» Your goal:
Locate each line below that contains the string "garage", and copy those lines out in full.
==================================================
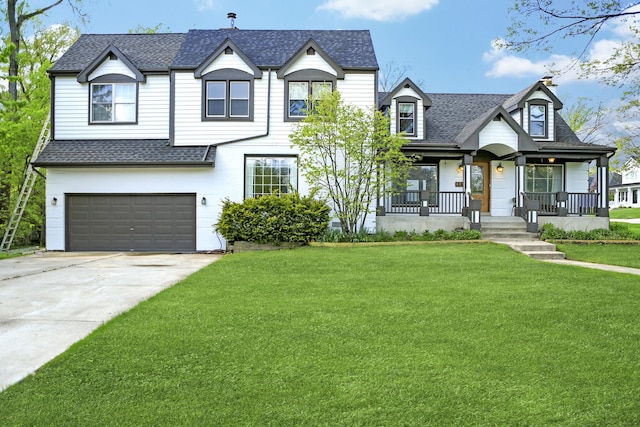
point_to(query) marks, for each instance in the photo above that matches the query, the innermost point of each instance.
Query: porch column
(603, 186)
(467, 161)
(520, 162)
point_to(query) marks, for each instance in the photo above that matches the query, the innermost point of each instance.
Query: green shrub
(617, 231)
(273, 219)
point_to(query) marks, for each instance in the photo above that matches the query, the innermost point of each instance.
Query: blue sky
(446, 45)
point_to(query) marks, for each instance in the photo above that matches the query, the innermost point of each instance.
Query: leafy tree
(540, 24)
(21, 122)
(18, 13)
(347, 155)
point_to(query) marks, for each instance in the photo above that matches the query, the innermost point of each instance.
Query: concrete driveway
(51, 300)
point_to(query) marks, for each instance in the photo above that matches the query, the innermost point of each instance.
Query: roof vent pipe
(232, 20)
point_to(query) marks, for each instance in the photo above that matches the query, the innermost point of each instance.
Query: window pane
(216, 90)
(239, 108)
(101, 93)
(125, 113)
(101, 113)
(265, 175)
(406, 125)
(125, 93)
(318, 88)
(405, 109)
(298, 90)
(215, 107)
(239, 90)
(297, 108)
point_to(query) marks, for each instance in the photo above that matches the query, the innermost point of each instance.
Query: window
(422, 177)
(264, 175)
(538, 120)
(406, 118)
(543, 179)
(234, 105)
(113, 102)
(302, 96)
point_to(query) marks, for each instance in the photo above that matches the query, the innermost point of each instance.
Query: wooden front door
(480, 183)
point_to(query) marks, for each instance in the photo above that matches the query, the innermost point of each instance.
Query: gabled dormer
(113, 88)
(227, 76)
(534, 109)
(308, 73)
(406, 105)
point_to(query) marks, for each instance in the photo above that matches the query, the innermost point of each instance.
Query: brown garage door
(131, 222)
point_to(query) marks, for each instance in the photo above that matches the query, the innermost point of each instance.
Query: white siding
(499, 133)
(356, 89)
(110, 66)
(311, 62)
(577, 176)
(228, 61)
(72, 112)
(419, 113)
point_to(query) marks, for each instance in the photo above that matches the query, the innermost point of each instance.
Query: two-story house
(150, 132)
(625, 194)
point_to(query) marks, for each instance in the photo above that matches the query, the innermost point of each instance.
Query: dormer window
(227, 95)
(113, 102)
(407, 118)
(538, 120)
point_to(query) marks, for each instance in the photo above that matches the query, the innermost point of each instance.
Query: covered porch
(451, 192)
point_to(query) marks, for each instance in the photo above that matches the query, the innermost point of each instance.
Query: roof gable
(519, 100)
(310, 48)
(406, 84)
(273, 48)
(469, 137)
(111, 52)
(221, 50)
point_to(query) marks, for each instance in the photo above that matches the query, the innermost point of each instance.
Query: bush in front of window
(273, 219)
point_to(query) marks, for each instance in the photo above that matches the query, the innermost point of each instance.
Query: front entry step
(512, 231)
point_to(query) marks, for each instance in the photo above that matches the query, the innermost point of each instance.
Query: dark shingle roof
(272, 48)
(450, 113)
(148, 52)
(149, 152)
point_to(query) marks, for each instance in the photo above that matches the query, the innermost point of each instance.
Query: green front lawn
(625, 213)
(626, 255)
(434, 334)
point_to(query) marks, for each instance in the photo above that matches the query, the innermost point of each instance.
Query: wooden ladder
(25, 191)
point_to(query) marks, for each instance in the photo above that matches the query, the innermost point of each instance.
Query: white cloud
(378, 10)
(203, 5)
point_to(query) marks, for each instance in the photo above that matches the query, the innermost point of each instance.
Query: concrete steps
(512, 231)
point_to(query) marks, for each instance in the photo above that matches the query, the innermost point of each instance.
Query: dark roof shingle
(272, 48)
(117, 152)
(148, 52)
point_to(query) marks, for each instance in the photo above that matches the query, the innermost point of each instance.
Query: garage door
(131, 222)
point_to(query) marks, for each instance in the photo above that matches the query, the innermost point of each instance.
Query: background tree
(348, 155)
(541, 24)
(19, 13)
(21, 121)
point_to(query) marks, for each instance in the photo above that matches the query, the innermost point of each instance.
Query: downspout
(249, 138)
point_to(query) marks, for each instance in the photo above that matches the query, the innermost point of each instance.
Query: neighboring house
(625, 194)
(150, 132)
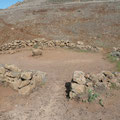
==================================================
» Completed exercise:
Query: brown garage door
Query: garage door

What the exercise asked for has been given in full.